Can you arrange the items below as a two-column CSV with the headers "prompt" and "points", one row per item, running from the line containing "[indicate] black microphone" down through the last item? Put each item's text and its answer in their own quoted field, with any line breaks turned into spaces.
***** Given data *****
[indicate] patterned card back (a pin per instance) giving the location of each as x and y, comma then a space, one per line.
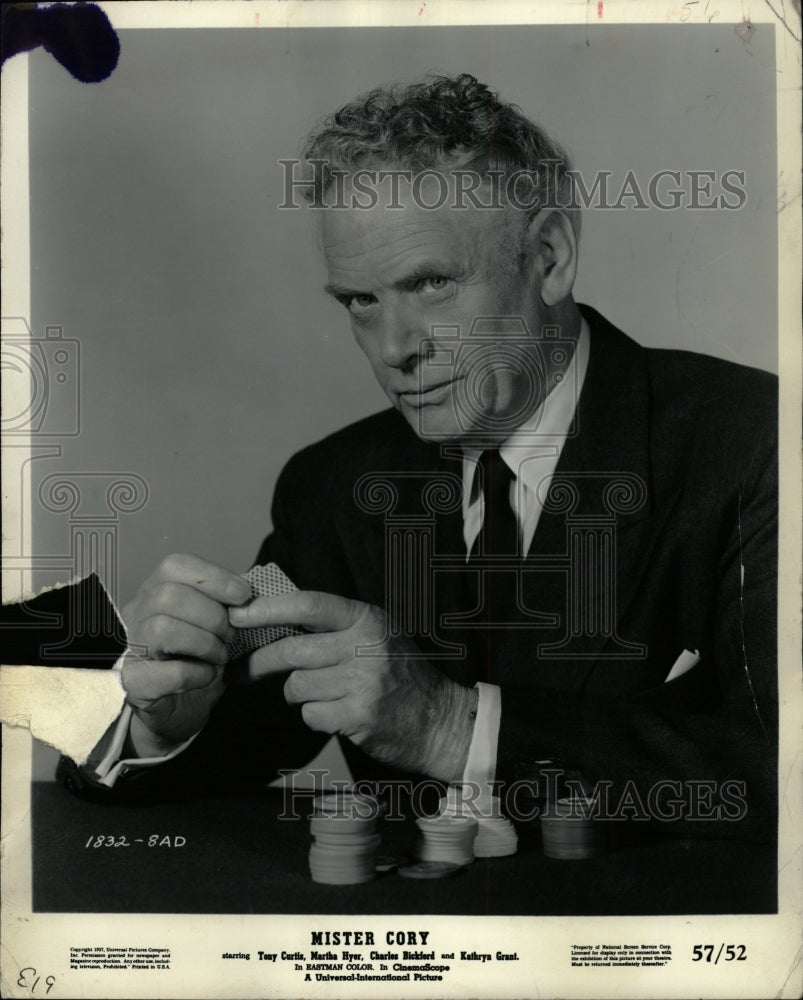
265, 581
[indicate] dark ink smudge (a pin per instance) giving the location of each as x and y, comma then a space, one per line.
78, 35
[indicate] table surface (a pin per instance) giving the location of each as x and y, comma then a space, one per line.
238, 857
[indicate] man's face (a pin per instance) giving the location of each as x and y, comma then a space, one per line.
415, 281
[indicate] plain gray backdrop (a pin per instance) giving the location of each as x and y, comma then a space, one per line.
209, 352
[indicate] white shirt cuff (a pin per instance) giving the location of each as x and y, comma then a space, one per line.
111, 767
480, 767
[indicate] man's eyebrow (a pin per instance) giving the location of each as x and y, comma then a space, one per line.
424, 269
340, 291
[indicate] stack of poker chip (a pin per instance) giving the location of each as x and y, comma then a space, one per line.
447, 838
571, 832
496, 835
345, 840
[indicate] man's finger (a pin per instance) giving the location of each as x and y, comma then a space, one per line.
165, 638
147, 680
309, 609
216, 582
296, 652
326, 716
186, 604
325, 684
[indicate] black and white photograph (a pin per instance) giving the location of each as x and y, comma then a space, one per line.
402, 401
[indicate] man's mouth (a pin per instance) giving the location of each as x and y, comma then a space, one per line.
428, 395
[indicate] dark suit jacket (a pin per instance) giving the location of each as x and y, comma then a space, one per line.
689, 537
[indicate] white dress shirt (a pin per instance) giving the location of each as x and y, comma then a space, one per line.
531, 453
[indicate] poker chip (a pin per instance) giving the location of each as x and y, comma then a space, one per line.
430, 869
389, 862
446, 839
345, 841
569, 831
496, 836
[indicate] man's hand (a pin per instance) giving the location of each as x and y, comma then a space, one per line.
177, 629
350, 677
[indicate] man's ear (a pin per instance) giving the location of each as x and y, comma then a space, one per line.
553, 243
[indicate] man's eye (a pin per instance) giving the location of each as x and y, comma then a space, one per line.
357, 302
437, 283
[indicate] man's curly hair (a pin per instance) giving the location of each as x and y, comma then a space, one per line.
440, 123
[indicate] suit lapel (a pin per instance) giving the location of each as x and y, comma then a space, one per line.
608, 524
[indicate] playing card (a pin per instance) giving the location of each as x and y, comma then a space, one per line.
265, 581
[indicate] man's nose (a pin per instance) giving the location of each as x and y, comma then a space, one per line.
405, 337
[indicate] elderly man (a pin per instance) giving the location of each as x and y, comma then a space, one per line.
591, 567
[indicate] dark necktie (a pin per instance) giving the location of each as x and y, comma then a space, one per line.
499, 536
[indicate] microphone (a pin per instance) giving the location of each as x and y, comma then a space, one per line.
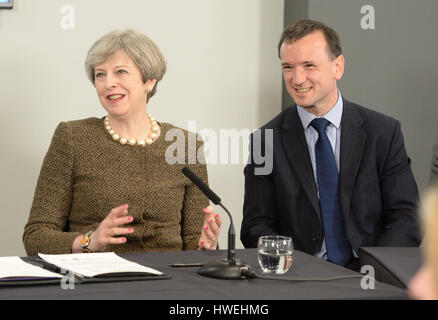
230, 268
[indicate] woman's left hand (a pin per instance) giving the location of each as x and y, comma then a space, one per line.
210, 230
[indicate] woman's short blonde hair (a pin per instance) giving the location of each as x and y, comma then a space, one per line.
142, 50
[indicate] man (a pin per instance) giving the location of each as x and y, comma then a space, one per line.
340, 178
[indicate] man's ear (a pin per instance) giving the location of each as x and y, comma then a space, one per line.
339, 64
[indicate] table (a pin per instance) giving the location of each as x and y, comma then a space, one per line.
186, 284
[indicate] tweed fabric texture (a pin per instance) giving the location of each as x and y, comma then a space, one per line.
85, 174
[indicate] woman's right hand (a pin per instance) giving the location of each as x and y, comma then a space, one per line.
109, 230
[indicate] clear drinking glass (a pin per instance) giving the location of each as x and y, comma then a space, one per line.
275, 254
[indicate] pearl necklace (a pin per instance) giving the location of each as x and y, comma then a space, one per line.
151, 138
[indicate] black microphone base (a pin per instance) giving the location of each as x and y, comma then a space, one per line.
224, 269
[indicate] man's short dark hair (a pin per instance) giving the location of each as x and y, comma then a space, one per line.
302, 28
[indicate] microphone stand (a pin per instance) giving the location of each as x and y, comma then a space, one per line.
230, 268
*****
Correct output:
prompt,points
"[indicate] black microphone base (a pin per instance) giving the location of each as x and y, comma then a space, one per line.","224, 269"
"[indicate] man's short dark hair (a pin per instance) giving the location of each as x and y, comma then a space, one per line.","302, 28"
"[indicate] microphone stand (a pin per instance) giving the location of each as x and y, comma then a space, one per line.","230, 268"